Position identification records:
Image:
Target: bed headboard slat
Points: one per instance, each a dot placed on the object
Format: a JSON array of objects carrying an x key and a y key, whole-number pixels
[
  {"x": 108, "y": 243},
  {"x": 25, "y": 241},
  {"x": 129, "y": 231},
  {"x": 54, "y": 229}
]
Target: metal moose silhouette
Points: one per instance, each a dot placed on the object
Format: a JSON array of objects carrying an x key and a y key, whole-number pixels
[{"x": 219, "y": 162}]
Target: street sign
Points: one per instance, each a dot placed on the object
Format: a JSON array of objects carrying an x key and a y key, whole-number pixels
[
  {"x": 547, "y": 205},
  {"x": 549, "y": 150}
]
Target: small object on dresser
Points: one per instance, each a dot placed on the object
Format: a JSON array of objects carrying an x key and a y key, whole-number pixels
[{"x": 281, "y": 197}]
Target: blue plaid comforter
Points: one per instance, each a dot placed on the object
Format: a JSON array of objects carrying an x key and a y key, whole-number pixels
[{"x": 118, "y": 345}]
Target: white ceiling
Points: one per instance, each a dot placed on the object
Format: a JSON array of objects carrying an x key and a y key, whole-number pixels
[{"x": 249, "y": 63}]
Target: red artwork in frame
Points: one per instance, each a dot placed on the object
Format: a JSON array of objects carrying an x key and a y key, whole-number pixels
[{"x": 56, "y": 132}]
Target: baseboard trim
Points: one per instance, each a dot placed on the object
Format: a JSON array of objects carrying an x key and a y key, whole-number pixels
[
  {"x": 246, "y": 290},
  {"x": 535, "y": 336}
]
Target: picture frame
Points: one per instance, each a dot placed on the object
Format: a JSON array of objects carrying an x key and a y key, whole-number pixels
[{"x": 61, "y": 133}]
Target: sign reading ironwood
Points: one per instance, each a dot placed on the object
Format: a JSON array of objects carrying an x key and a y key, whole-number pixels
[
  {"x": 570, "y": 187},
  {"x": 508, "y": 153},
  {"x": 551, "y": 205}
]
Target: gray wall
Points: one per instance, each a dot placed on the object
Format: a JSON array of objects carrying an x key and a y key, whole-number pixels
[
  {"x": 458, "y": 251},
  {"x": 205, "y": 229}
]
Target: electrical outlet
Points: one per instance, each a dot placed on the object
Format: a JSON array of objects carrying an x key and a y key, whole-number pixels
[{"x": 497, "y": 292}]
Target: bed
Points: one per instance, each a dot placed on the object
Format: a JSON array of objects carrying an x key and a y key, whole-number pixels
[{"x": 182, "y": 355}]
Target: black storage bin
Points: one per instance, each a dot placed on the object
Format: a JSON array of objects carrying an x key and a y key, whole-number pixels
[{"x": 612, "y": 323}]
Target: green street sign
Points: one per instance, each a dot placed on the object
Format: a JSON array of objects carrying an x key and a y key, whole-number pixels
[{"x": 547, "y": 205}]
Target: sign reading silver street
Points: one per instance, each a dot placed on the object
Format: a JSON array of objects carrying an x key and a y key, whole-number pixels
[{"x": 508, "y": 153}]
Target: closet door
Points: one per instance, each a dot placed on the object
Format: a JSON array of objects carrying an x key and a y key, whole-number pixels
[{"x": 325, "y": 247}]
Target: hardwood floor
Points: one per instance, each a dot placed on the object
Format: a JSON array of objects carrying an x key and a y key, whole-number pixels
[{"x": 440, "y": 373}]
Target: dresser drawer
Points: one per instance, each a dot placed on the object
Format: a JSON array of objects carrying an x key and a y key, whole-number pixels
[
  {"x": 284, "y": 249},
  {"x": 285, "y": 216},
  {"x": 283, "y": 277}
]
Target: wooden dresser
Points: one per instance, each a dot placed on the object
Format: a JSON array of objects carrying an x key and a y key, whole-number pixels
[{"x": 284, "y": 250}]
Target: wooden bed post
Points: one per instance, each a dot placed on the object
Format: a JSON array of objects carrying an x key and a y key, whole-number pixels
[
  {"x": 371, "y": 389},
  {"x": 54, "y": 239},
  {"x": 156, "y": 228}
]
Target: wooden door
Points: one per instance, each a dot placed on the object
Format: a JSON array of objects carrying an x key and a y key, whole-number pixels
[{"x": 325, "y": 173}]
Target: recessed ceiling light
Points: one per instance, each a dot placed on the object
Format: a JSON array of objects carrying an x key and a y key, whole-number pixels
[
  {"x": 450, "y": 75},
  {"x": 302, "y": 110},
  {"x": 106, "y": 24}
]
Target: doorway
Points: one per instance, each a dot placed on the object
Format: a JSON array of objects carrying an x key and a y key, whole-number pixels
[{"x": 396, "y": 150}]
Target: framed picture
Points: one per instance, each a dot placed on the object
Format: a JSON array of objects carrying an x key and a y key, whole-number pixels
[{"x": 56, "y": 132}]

WHAT THE EXERCISE ASKS =>
Output exactly the lines between the one containing "Target: wooden dresser" and the final line above, both inclusive.

FINISHED ANSWER =>
Target: wooden dresser
Points: one per instance, each a dot placed on the object
Format: a JSON array of objects carrying an x key and a y key, whole-number pixels
[{"x": 284, "y": 250}]
Target: wooden bed post
Points: one per instance, each a dot placed on the object
Format: a JSON array of objects carrying an x key and a y key, whole-number pixels
[
  {"x": 371, "y": 389},
  {"x": 54, "y": 239},
  {"x": 156, "y": 228}
]
Target: wooden door
Points: one per instance, each a dot placed on the object
Format: a JSON array of objects carrying an x key and a y key, whole-number pixels
[{"x": 325, "y": 173}]
Target: recessed ceiling light
Points: one per instance, each a dot placed on the object
Format: a JSON array of objects carrying an x key and a y key, whole-number pixels
[
  {"x": 450, "y": 75},
  {"x": 302, "y": 110},
  {"x": 106, "y": 24}
]
Target: doorway
Points: one per instance, each a dot placed on the object
Format: a JSON array of objects carrying an x key and a y key, whole-number pixels
[{"x": 396, "y": 150}]
Target: framed picture
Points: one per instance, each a dot placed on the object
Format: a JSON array of objects carrying an x key and a y key, whole-number pixels
[{"x": 56, "y": 132}]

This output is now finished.